_Given problem a_.
Report each line in the records below that contains the word "wall", reproducing every such line in full.

At constant pressure

\[ dH = C_p \,dT \nonumber \]

And so for a temperature change from \(T_1\) to \(T_2\)

\[ \Delta H = \int_{T_2}^{T_2} C_p\, dT \label{EQ1} \]

Equation \ref{EQ1} is often referred to as Kirchhoff's Law. If \(C_p\) is independent of temperature, then

\[\Delta H = C_p \,\Delta T \label{intH} \]

If the temperature dependence of the heat capacity is known, it can be incorporated into the integral in Equation \ref{EQ1}. A common empirical model used to fit heat capacities over broad temperature ranges is

\[C_p(T) = a+ bT + \dfrac{c}{T^2} \label{EQ15} \]

After combining Equations \ref{EQ15} and \ref{EQ1}, the enthalpy change for the temperature change can be found obtained by a simple integration

\[ \Delta H = \int_{T_1}^{T_2} \left(a+ bT + \dfrac{c}{T^2} \right) dT \label{EQ2} \]

Solving the definite integral yields

\[ \begin{align} \Delta H &= \left[ aT + \dfrac{b}{2} T^2 - \dfrac{c}{T} \right]_{T_1}^{T_2} \\ &= a(T_2-T_1) + \dfrac{b}{2}(T_2^2-T_1^2) - c \left( \dfrac{1}{T_2} - \dfrac{1}{T_1} \right) \label{ineq} \end{align} \]

This expression can then be used with experimentally determined values of \(a\), \(b\), and \(c\), some of which are shown in the following table.

_Given problem b_.
Set down verbatim the portion of the passage on enthalpy change above, starting at "If the temperature" and ending at "the following table.".

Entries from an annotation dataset
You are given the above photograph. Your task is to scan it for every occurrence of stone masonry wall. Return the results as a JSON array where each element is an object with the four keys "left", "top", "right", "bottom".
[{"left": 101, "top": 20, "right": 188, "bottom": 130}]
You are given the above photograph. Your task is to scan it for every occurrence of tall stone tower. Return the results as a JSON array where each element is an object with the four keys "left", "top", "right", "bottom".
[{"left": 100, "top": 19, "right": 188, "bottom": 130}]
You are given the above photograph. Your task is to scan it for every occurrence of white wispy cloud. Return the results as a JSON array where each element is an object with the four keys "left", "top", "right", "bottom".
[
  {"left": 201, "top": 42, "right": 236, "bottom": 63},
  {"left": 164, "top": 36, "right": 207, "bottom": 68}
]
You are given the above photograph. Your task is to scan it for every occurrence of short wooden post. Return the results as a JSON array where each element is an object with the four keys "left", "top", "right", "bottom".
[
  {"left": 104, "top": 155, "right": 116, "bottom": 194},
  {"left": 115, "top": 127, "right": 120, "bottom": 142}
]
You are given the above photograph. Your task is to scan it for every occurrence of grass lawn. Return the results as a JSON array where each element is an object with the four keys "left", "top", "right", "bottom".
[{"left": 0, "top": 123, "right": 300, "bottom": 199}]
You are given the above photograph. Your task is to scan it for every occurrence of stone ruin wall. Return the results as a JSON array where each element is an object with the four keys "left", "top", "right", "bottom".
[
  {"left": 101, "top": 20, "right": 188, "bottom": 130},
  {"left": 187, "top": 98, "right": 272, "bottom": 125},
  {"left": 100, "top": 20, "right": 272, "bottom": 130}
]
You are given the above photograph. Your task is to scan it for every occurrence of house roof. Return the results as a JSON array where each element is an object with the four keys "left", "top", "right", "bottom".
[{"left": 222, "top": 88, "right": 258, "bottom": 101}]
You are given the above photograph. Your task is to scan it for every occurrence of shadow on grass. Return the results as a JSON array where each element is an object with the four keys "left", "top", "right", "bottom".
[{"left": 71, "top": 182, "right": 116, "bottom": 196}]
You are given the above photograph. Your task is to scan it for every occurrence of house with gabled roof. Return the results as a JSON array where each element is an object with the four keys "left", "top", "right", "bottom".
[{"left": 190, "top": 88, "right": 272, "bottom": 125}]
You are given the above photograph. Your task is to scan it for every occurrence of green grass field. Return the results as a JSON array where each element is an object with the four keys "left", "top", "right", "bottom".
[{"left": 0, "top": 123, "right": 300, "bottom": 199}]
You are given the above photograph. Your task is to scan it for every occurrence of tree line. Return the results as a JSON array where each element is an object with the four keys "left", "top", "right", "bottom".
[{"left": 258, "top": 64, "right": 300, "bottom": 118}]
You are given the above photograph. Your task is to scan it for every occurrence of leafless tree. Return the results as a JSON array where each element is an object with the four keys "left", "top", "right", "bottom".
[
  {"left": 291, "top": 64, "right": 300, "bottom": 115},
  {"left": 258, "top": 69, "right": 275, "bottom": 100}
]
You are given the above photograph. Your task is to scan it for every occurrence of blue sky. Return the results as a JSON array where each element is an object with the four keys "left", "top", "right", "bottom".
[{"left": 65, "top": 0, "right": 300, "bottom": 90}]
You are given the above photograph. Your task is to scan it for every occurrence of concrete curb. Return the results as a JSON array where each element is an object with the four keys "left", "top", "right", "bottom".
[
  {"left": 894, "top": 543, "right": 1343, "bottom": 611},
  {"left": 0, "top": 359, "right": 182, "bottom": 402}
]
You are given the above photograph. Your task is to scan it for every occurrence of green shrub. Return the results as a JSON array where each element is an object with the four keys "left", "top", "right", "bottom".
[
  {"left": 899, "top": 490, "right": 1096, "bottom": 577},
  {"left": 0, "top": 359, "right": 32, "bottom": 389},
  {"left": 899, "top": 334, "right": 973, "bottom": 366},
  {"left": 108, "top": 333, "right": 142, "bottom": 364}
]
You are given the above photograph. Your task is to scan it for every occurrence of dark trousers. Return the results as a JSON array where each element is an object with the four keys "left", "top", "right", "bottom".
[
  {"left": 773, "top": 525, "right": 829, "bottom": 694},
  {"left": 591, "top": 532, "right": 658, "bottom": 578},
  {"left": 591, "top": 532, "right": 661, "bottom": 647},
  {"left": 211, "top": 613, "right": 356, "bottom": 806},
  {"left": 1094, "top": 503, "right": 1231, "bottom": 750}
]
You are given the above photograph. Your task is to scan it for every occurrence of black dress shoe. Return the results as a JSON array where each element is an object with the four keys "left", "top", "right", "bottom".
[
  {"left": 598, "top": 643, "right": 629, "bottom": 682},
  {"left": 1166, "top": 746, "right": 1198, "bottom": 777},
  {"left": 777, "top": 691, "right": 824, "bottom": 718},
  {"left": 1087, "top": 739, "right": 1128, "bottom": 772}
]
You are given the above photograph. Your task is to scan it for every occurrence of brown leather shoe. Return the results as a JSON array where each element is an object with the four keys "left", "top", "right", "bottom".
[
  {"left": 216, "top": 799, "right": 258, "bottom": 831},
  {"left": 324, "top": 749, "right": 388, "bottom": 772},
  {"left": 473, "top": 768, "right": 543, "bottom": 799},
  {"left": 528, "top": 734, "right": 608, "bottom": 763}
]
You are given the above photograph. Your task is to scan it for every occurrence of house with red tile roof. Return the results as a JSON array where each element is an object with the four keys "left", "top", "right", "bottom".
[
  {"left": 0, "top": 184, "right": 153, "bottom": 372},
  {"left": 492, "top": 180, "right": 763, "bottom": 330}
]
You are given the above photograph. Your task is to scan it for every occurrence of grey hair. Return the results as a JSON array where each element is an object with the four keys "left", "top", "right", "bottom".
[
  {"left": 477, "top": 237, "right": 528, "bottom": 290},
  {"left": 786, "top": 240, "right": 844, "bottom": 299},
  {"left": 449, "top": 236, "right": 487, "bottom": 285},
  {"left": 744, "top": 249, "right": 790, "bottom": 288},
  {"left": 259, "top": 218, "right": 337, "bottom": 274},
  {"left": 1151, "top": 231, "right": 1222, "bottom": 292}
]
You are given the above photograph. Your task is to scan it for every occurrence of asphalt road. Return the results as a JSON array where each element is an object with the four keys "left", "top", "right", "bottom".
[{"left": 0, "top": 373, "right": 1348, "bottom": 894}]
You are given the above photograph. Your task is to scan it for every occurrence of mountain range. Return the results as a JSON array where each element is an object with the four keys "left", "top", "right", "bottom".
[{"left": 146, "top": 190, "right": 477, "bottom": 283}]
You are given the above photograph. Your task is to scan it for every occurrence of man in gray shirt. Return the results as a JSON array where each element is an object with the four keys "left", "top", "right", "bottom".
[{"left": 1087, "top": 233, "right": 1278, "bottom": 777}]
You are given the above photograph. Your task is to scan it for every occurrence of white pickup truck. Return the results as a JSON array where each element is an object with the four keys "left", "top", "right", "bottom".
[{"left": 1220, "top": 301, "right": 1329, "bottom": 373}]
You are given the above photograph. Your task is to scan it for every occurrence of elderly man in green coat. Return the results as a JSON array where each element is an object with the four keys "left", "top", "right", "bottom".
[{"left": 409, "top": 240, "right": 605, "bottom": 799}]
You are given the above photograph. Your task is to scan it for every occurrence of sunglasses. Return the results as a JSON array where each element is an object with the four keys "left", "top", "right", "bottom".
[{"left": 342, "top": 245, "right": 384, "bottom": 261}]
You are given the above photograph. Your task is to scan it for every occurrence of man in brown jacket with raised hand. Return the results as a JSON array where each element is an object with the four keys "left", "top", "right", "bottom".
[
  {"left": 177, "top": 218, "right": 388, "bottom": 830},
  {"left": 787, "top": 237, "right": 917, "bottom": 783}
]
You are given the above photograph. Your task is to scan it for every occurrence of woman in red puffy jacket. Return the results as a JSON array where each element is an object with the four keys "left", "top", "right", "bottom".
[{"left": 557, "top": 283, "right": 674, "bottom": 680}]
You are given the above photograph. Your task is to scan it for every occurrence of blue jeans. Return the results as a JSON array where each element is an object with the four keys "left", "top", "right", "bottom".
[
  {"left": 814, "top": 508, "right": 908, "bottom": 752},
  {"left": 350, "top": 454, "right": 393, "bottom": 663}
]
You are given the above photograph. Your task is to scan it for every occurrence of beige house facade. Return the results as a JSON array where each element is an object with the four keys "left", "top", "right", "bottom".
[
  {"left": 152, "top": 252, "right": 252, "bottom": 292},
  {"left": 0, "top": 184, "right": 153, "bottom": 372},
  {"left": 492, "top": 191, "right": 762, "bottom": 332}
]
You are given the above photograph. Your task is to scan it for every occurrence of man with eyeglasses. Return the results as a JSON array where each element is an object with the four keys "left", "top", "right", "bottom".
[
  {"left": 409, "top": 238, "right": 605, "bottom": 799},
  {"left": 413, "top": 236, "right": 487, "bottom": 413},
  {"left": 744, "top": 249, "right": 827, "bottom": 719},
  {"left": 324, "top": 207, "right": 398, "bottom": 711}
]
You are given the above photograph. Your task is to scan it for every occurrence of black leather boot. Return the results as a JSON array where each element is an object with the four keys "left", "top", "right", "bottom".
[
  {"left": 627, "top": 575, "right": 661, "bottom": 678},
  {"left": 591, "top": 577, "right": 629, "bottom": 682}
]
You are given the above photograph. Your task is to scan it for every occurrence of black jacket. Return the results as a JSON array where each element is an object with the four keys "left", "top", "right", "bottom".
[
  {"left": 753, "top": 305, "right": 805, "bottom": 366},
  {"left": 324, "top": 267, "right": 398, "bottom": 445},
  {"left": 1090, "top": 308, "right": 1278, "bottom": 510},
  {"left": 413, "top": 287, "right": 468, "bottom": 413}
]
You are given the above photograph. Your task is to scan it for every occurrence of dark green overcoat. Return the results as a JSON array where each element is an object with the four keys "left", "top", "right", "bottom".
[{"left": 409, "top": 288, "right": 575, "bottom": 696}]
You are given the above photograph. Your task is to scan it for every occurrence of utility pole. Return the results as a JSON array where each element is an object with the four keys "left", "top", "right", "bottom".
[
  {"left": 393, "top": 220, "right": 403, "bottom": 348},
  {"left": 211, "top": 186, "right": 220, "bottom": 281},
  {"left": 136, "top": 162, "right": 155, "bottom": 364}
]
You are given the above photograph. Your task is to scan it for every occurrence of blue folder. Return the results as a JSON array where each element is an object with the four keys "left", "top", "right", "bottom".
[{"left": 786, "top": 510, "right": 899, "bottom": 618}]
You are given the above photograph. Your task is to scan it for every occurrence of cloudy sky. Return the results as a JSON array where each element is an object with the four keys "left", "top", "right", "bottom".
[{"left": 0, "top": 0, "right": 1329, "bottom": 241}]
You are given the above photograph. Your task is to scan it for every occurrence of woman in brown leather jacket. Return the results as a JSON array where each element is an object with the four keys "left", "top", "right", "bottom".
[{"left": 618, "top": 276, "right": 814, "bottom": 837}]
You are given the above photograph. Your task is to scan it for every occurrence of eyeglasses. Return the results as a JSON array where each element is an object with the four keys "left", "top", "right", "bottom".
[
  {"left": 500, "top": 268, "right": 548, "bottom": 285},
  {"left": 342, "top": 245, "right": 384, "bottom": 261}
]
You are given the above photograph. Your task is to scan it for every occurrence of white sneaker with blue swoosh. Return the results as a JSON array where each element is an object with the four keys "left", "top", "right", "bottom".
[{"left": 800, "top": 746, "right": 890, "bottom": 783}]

_Reply a_.
You are given the above photograph. Your task is to scan it for every occurrence of stone masonry wall. Return the results as a JSON array where each element is an object with the four keys "left", "top", "right", "bottom".
You are given the above photograph. Your task is to scan it for every occurrence of stone ruin wall. Return the results as a JSON array where each element is an object with the four keys "left", "top", "right", "bottom".

_Reply b_.
If the temperature dependence of the heat capacity is known, it can be incorporated into the integral in Equation \ref{EQ1}. A common empirical model used to fit heat capacities over broad temperature ranges is

\[C_p(T) = a+ bT + \dfrac{c}{T^2} \label{EQ15} \]

After combining Equations \ref{EQ15} and \ref{EQ1}, the enthalpy change for the temperature change can be found obtained by a simple integration

\[ \Delta H = \int_{T_1}^{T_2} \left(a+ bT + \dfrac{c}{T^2} \right) dT \label{EQ2} \]

Solving the definite integral yields

\[ \begin{align} \Delta H &= \left[ aT + \dfrac{b}{2} T^2 - \dfrac{c}{T} \right]_{T_1}^{T_2} \\ &= a(T_2-T_1) + \dfrac{b}{2}(T_2^2-T_1^2) - c \left( \dfrac{1}{T_2} - \dfrac{1}{T_1} \right) \label{ineq} \end{align} \]

This expression can then be used with experimentally determined values of \(a\), \(b\), and \(c\), some of which are shown in the following table.